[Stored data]
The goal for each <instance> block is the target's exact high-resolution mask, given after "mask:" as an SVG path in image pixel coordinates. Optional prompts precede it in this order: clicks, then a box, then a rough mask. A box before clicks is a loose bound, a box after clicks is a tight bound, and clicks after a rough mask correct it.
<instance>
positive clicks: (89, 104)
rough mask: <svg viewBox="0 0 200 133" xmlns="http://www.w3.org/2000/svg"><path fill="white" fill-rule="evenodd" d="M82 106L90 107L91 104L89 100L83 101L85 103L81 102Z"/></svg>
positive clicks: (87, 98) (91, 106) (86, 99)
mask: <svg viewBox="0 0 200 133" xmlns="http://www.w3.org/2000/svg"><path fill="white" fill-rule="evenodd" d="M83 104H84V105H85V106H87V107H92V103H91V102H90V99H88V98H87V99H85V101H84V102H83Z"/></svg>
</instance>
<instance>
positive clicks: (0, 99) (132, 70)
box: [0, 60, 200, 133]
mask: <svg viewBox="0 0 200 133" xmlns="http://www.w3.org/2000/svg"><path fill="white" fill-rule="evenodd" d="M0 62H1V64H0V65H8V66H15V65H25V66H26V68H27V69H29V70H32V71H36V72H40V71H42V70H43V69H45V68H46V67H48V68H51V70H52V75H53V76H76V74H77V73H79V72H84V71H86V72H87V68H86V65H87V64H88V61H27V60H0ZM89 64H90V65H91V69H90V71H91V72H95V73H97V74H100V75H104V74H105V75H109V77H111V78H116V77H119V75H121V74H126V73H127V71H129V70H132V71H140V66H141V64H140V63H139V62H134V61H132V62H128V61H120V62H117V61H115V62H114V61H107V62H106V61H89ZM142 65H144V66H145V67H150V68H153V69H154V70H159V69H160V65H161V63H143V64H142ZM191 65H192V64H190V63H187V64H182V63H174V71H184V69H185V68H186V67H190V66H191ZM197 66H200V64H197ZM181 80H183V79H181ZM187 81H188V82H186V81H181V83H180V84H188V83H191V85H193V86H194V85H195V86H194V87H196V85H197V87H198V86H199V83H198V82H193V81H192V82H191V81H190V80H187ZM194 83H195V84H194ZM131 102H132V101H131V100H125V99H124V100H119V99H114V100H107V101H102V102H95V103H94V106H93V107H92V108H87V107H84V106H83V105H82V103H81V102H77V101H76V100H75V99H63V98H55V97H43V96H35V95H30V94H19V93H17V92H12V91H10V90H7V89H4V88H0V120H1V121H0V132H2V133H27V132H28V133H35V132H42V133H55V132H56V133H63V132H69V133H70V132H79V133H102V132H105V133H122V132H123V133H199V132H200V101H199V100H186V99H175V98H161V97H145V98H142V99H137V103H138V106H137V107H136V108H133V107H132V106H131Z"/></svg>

- **WHAT THE TASK REQUIRES**: Above are the records; from them, give again exactly the lines from the one containing "rough mask: <svg" through the one containing "positive clicks: (0, 99) (132, 70)", both included.

- **SOLUTION**:
rough mask: <svg viewBox="0 0 200 133" xmlns="http://www.w3.org/2000/svg"><path fill="white" fill-rule="evenodd" d="M82 106L90 107L91 104L89 100L83 101L85 103L81 102Z"/></svg>
positive clicks: (87, 98) (91, 106) (86, 99)
mask: <svg viewBox="0 0 200 133" xmlns="http://www.w3.org/2000/svg"><path fill="white" fill-rule="evenodd" d="M83 104H84V105H85V106H87V107H92V103H91V102H90V99H88V98H87V99H85V101H84V102H83Z"/></svg>
</instance>
<instance>
positive clicks: (0, 99) (132, 70)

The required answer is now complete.